▸ Activity list
1) From the editorial on young women and smoking, extract the stretch from "July 30, 2003" through "least one year.".
2) According to the editorial on young women and smoking, what share of women ages 16 to 24 nationwide are smokers?
3) Continue the editorial on young women and smoking from its last sentence.

▸ Document text

┏━━

The earliest nicotine fix

July 30, 2003

ONCE GIRLS START smoking, they find it's much harder to quit than they expect.

All the more reason they shouldn't start in the first place.

One-quarter of women ages 16 to 24 nationwide are smokers. Although 83 percent said they believe they can quit the habit, and 60 percent tried to quit in 2002, less than 3 percent succeeded in quitting smoking for at least one year.

The data are from two nationwide surveys by the American Legacy Foundation, paid for by tobacco industry settlement money. Other studies have shown that 90 percent of all adult smokers began smoking before they were 19 years old, and that girls may develop symptoms of dependence faster than boys - within a month of starting smoking.

Some 70 percent of adult smokers say they want to quit, too, and they have just as hard a time of it. Ex-smokers usually tried to quit eight to 11 times before they succeeded, according to the U.S. Department of Health and Human Services.

┗━━

▸ Dataset

┏━━

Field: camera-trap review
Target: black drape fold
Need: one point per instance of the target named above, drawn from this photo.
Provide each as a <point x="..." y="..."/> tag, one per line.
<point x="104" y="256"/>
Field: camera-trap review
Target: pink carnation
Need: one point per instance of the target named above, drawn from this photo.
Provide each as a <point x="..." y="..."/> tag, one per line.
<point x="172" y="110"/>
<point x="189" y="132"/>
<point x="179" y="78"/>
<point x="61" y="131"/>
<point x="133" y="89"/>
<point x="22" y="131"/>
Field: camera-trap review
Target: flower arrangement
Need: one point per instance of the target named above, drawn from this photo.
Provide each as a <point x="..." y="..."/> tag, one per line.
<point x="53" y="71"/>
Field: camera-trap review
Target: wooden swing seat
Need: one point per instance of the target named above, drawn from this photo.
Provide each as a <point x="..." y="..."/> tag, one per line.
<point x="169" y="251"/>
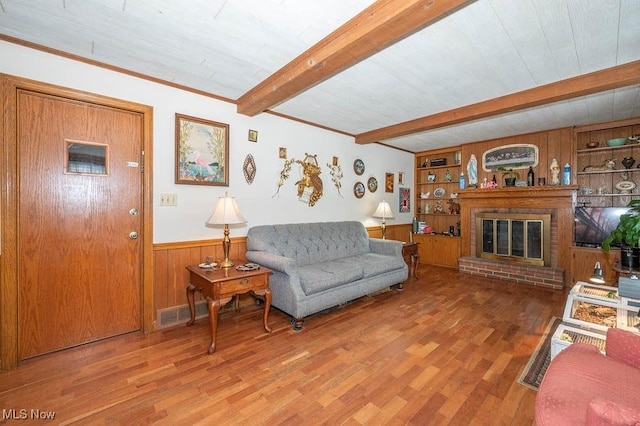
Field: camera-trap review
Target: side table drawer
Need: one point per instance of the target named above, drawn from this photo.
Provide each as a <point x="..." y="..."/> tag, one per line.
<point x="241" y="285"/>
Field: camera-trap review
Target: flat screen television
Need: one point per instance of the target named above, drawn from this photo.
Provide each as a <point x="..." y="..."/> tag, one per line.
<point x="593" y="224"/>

┗━━

▸ Answers by item number
1)
July 30, 2003

ONCE GIRLS START smoking, they find it's much harder to quit than they expect.

All the more reason they shouldn't start in the first place.

One-quarter of women ages 16 to 24 nationwide are smokers. Although 83 percent said they believe they can quit the habit, and 60 percent tried to quit in 2002, less than 3 percent succeeded in quitting smoking for at least one year.

2) One-quarter

3)
This is critical, because tobacco-related illness is the leading cause of death of adult women. It is a lifestyle illness, not genetic or invasive, so the remedy must be social, not just medical.

That remedy includes programs such as the state's Smoking Stops Here and the city's Healthy People 2010, which drill into young heads that nicotine doesn't relieve stress but creates it through withdrawal symptoms, that smoking isn't the best weight-loss tool, that it damages growing lungs. In the national survey, nearly half the students had discussed in class why people smoke.

And girls know. The majority of young women - those who smoke and those who don't - disapprove of people their age who smoke and find them less attractive. Many want to be involved in efforts to get rid of smoking. But once they try it, experimenting, trying out a new identity, or just to fit in, they find it hard to shake loose of the habit. It takes a strong social network, and a lot of reinforcement, to beat it.

But in Baltimore, the numbers are encouraging, especially among the black majority. Just 12.4 percent of all public high school girls reported using cigarettes, and only 10.9 percent of black girls. Their parents and neighbors are improving, too; the percentage of black adults in Baltimore who smoke cigarettes fell to 24.6 last year from 33.5 percent in 2000. That's good news not just for them, but for their children, who get most of their secondhand smoke exposure at home.

What doesn't start can't continue. For boys and girls, that must include smoking.